**EXERCISE DIRECTIONS:** Reproduce every line of the data below word for word, keeping the original order.

START EXCERPTED DATA

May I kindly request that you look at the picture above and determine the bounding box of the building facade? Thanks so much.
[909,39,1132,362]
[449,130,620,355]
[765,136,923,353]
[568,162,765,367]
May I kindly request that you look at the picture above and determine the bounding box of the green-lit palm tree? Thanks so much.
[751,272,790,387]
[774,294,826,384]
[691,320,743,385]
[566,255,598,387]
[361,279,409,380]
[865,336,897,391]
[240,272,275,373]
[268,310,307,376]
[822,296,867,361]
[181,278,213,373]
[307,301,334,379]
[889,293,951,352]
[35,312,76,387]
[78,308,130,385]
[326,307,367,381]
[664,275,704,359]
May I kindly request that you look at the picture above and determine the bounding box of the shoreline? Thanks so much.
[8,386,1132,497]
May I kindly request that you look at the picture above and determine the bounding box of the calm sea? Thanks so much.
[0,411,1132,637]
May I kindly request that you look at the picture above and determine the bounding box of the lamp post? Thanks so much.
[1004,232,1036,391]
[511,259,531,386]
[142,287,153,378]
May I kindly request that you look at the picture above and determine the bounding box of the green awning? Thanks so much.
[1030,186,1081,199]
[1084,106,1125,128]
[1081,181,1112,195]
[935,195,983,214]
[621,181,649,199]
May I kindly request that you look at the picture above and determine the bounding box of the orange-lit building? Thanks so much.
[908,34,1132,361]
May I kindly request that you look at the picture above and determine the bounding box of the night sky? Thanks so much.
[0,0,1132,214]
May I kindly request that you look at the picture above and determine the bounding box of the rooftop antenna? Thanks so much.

END EXCERPTED DATA

**FULL OUTPUT:**
May I kindly request that you look at the picture above and determine the bounding box of the building facade? Thanks so much.
[909,39,1132,362]
[449,130,620,355]
[765,136,923,353]
[568,162,765,367]
May I kindly request that you look at the picture above and determine the bounding box of the green-lit palm tree? Thanks so much.
[751,272,790,387]
[774,294,826,384]
[691,320,743,385]
[566,255,598,387]
[361,279,409,380]
[865,336,897,391]
[240,272,275,373]
[268,310,307,376]
[822,296,867,361]
[181,278,213,373]
[307,301,334,379]
[889,293,951,352]
[35,312,76,387]
[78,308,130,385]
[326,307,367,381]
[664,275,704,359]
May I kindly request that you look at the picture above and determine the bounding box of the shoreline? Thanks so much.
[8,386,1132,497]
May I kindly request that you look at the picture above and determine the bounding box of the calm sea? Thanks so much.
[0,411,1132,637]
May I kindly request that you look at the picture above and determine the bounding box of the lamp post? Thanks so much.
[1004,232,1036,391]
[511,259,531,386]
[142,287,153,378]
May I kindly request that you look at the picture above and determine the bounding box of the green awning? Thanks so much.
[1030,186,1081,199]
[1084,106,1125,128]
[1081,181,1112,195]
[935,195,983,214]
[621,181,649,199]
May I kindly request that you look at the picture above and determine the bounding box of the orange-lit building? Thanks so much.
[908,34,1132,361]
May I kindly request that you look at the picture above and determine the bounding box of the night sky? Thanks so much.
[0,0,1132,214]
May I kindly request that you look at the picture above and determine the bounding box of the rooftop antenna? Thanks so much.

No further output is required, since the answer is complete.